* Begin Supplied records *

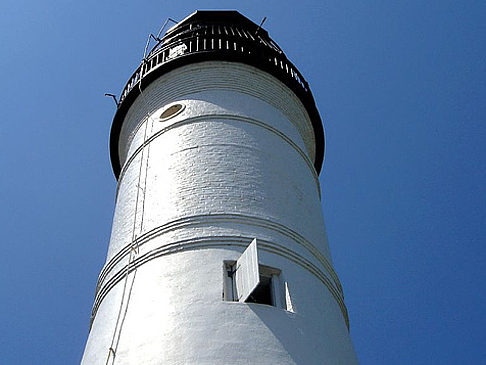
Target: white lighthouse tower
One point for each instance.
(218, 252)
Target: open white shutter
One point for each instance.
(247, 275)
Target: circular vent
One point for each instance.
(171, 111)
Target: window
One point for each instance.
(248, 281)
(171, 111)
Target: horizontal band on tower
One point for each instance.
(193, 45)
(204, 118)
(217, 242)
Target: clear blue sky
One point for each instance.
(402, 92)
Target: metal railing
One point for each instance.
(222, 39)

* End Supplied records *

Exercise brief:
Rescale the entries above: reproduce every line, with each point coordinate multiplied by 0.8 and rounded to the nearest whole number, halves rounding up, and all other lines left unchanged. Omit the pictures from the output.

Answer to the problem:
Target: white lighthouse tower
One point for each instance.
(174, 202)
Target: open white shutter
One point for each instance.
(198, 220)
Target: circular vent
One point for each instance.
(137, 89)
Target: window
One point for each instance.
(198, 225)
(137, 89)
Target: horizontal band on tower
One point for each instance.
(154, 36)
(163, 94)
(174, 194)
Target: clear blue sky
One point for each instance.
(322, 74)
Target: metal railing
One point for each instance.
(178, 31)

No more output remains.